-- BEGIN --

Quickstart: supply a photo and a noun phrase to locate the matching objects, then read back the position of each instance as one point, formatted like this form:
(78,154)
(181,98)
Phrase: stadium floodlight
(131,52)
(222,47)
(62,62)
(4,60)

-- END --

* **WHAT NEEDS TO BE DONE**: Rewrite all of the entries above as a numbered list, leaving out any blank lines.

* **WORKED SOLUTION**:
1. Quickstart: supply a photo and a noun phrase to locate the matching objects, then read back the position of each instance as one point, formatted like this form:
2. (78,154)
3. (181,98)
4. Phrase: stadium floodlight
5. (131,52)
6. (222,47)
7. (62,62)
8. (4,60)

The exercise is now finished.